◆ **SUPPLIED PASSAGE**
"""

Scaling Green Hydrogen in a post-IRA World

For green hydrogen to play a role in a decarbonized future, the US needs to get experience building and installing electrolyzers at an unprecedented scale today in order to establish a domestic industry and drive down costs.

Clean hydrogen is a set of early-stage technologies that have the potential to be a “Swiss Army knife” of long-term decarbonization in the US. It can advance US decarbonization by replacing traditional hydrogen in current industrial applications in the near term and substituting for a variety of fuels and feedstocks in the long run, but will require significant policy and investment support to scale up to the levels needed. The clean hydrogen production tax credit included in the recently passed Inflation Reduction Act (IRA) is a meaningful step towards securing a spot for clean hydrogen in the US economy. Now, the Internal Revenue Service (IRS) is grappling with implementing regulations for the credit, trying to decide how to account for greenhouse gas (GHG) emissions from electricity generation used to make electrolytic hydrogen (one type of clean hydrogen, often called green hydrogen).

In this note, we discuss the trade-offs for the decisions the IRS has in front of it. For green hydrogen to play a role in a decarbonized future, the US needs to get experience building and installing electrolyzers at an unprecedented scale today in order to establish a domestic industry and drive down costs. Adhering to restrictive rules to claim the credit in the near term may hamper the ability of this industry to grow, reducing the range of clean hydrogen opportunities down the road. At the same time, policymakers need to provide clarity on a future path that ensures green hydrogen actually reduces long-term GHG emissions. One model that could be useful for the US is the GHG accounting approach for green hydrogen that the European Commission recently set out, which is a phased approach over time to more restrictive rules. In the US, near-term flexibility on these rules is likely to lead to modest increases in overall GHG emissions over the next few years, but standing up a green hydrogen industry that ultimately adheres to strict rules in the future can ensure that green hydrogen can play a meaningful role in deep decarbonization.

"""

◆ **EXERCISE REQUIREMENTS**
Resume the note on scaling green hydrogen after the IRA, starting right after its last sentence.

◆ **SUPPLIED DATA**

"""

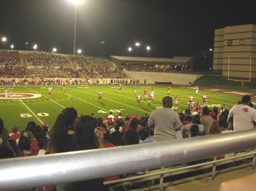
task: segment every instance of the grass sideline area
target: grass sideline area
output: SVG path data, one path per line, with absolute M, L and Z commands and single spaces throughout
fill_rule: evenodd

"""

◆ **WRITTEN ANSWER**
Clean hydrogen’s potential in a decarbonized energy system

Clean hydrogen has the potential to play an important role in a decarbonized economy as a fuel, feedstock, and energy storage medium across multiple sectors. In previous Rhodium research before the IRA was passed, we assessed the near- and long-term opportunities for effectively scaling up clean hydrogen. The biggest emissions reduction opportunities in the near term come from switching the current roughly 10 MMT of annual US hydrogen demand away from conventional fossil fuel-based production to cleaner production methods. This demand is driven by industrial processes—refineries, ammonia production, and methanol production chief among them. Today, almost all of this hydrogen is produced via the steam methane reformation (SMR) process, which converts natural gas into hydrogen and emits around 100 MMT of CO2e annually or just under 2% of US net GHG emissions (Figure 1). Reducing these emissions by transitioning to clean hydrogen production can make a small but measurable difference in the US decarbonization trajectory.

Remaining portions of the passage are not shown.